Rows from a dataset:
^^^^^^^^^^^^^^^^

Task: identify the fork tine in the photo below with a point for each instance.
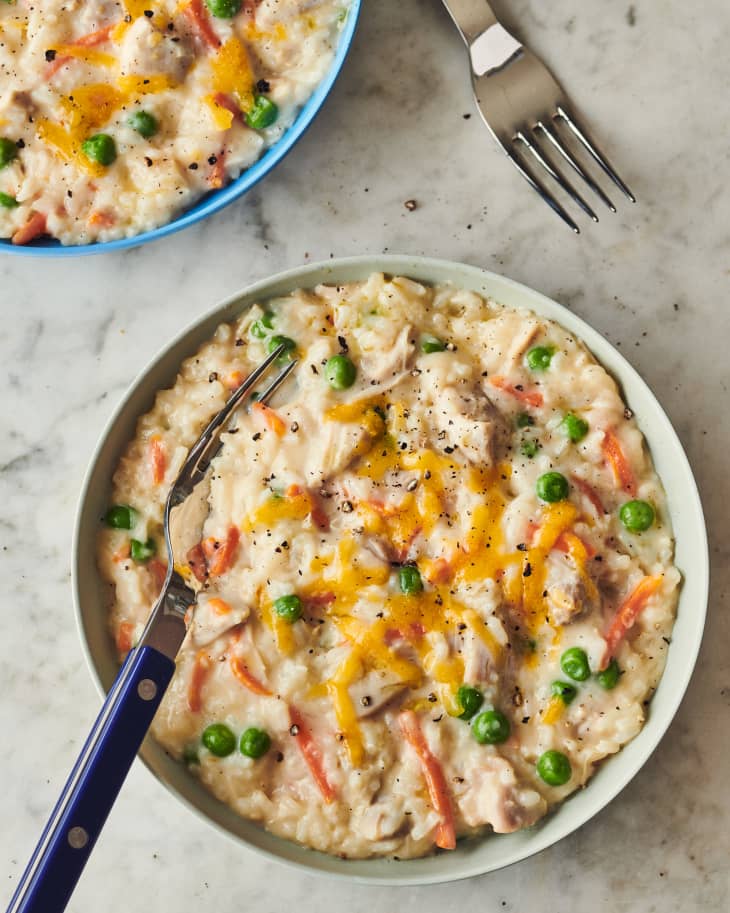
(537, 154)
(277, 382)
(583, 139)
(574, 164)
(539, 188)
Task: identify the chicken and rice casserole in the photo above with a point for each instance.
(117, 115)
(437, 571)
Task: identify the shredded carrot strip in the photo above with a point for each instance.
(199, 20)
(222, 557)
(530, 397)
(125, 631)
(85, 41)
(312, 755)
(318, 600)
(562, 544)
(33, 228)
(197, 562)
(93, 38)
(272, 420)
(590, 492)
(628, 612)
(621, 467)
(201, 670)
(158, 459)
(219, 606)
(435, 779)
(240, 670)
(102, 219)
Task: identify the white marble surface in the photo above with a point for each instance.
(654, 77)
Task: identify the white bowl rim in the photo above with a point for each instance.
(430, 870)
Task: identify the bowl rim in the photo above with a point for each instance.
(465, 862)
(214, 201)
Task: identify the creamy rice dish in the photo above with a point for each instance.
(116, 115)
(437, 571)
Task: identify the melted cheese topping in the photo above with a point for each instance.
(346, 499)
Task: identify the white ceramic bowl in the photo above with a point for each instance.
(476, 856)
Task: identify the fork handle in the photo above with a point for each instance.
(94, 783)
(472, 17)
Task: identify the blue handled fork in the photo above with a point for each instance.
(102, 767)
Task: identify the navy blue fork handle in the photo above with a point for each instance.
(94, 783)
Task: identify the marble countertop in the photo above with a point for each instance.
(652, 76)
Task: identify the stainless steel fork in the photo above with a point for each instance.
(137, 692)
(526, 110)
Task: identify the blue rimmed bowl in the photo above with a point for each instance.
(217, 200)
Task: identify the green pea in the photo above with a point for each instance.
(539, 358)
(263, 114)
(608, 677)
(552, 487)
(431, 344)
(100, 148)
(637, 516)
(289, 346)
(574, 663)
(8, 151)
(121, 516)
(254, 743)
(575, 428)
(219, 740)
(563, 690)
(223, 9)
(142, 551)
(491, 728)
(144, 123)
(289, 608)
(470, 700)
(409, 579)
(340, 372)
(554, 768)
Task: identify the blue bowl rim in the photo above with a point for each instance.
(217, 200)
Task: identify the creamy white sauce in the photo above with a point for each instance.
(420, 461)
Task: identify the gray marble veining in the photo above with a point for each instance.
(652, 79)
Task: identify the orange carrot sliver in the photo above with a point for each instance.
(94, 38)
(529, 397)
(158, 459)
(101, 219)
(435, 779)
(240, 670)
(628, 612)
(198, 18)
(311, 754)
(219, 606)
(621, 467)
(222, 557)
(273, 421)
(562, 544)
(201, 670)
(33, 228)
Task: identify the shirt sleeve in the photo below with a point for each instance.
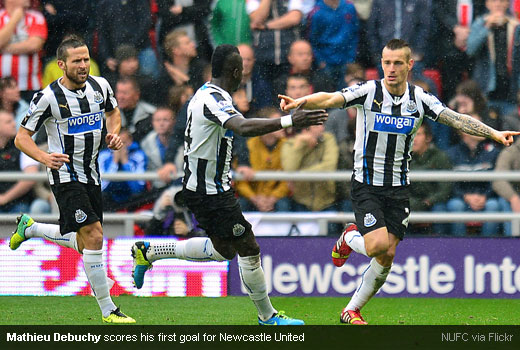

^^^^^^^^^^^^^^^^

Exercise goal: Return all of the rows above verbatim, leaving out the pictures.

Task solution:
Task: identify the fork tine in the photo below with a point for each instance.
(537, 154)
(277, 382)
(583, 139)
(574, 164)
(539, 188)
Task: identify the chicken and rice casserole in the photo above with a point for each instance.
(117, 115)
(437, 571)
Task: identify the shredded carrot strip in the photo above with a point for each instance.
(199, 20)
(222, 557)
(530, 397)
(125, 631)
(85, 41)
(312, 755)
(318, 600)
(562, 544)
(33, 228)
(197, 562)
(93, 38)
(272, 420)
(590, 492)
(628, 612)
(621, 467)
(201, 670)
(158, 459)
(219, 606)
(435, 779)
(240, 670)
(102, 219)
Task: identify the white marble surface in the photo above with a point for each instance.
(654, 77)
Task: identify the white bowl rim in the photo above with a point for each instance.
(430, 870)
Task: identify the bowl rim in the photo above with a point for each instance.
(465, 862)
(214, 201)
Task: identify the creamy rice dish in the photo above with a point for each instance.
(116, 115)
(437, 571)
Task: identify the melted cheese topping in the photo above with a point for each instance.
(346, 499)
Task: identify the white ceramic bowl in the photo above with a point for each instance.
(476, 856)
Task: identify the fork handle in the photo above with a point for each instance.
(94, 783)
(472, 17)
Task: identify the blue handled fork in the photo above with a point for each instance.
(102, 767)
Task: identify the navy blue fork handle in the photo above with a point for each instance.
(94, 783)
Task: identify the marble countertop in the photo above with a point for each instance.
(652, 76)
Task: identify the stainless steel fork in the photo above with a point for each instance.
(137, 692)
(526, 110)
Task: identify the blue rimmed bowl in the photo above with a point for each instance.
(217, 200)
Task: identify the green pea in the photo above with a point for each instance.
(539, 358)
(263, 114)
(608, 677)
(552, 487)
(431, 344)
(100, 148)
(637, 516)
(289, 346)
(574, 663)
(8, 151)
(121, 516)
(254, 743)
(575, 428)
(219, 740)
(563, 690)
(223, 9)
(142, 551)
(491, 728)
(144, 123)
(289, 608)
(470, 700)
(409, 579)
(340, 372)
(554, 768)
Task: identify the blue bowl rim in the photo above with a point for each instance.
(217, 200)
Task: identify the creamy white sauce in the photo above with a point for each instance.
(420, 461)
Task: identify the gray marble veining in the photo above with a point for each instance.
(652, 79)
Task: identify the orange carrot sliver in the photo above with a point for each instance.
(94, 38)
(529, 397)
(158, 459)
(101, 219)
(435, 779)
(240, 670)
(628, 612)
(198, 18)
(311, 754)
(219, 606)
(621, 467)
(222, 557)
(273, 421)
(562, 544)
(201, 670)
(33, 228)
Task: identify the shirt sleeve in the photo below with a point for each instance.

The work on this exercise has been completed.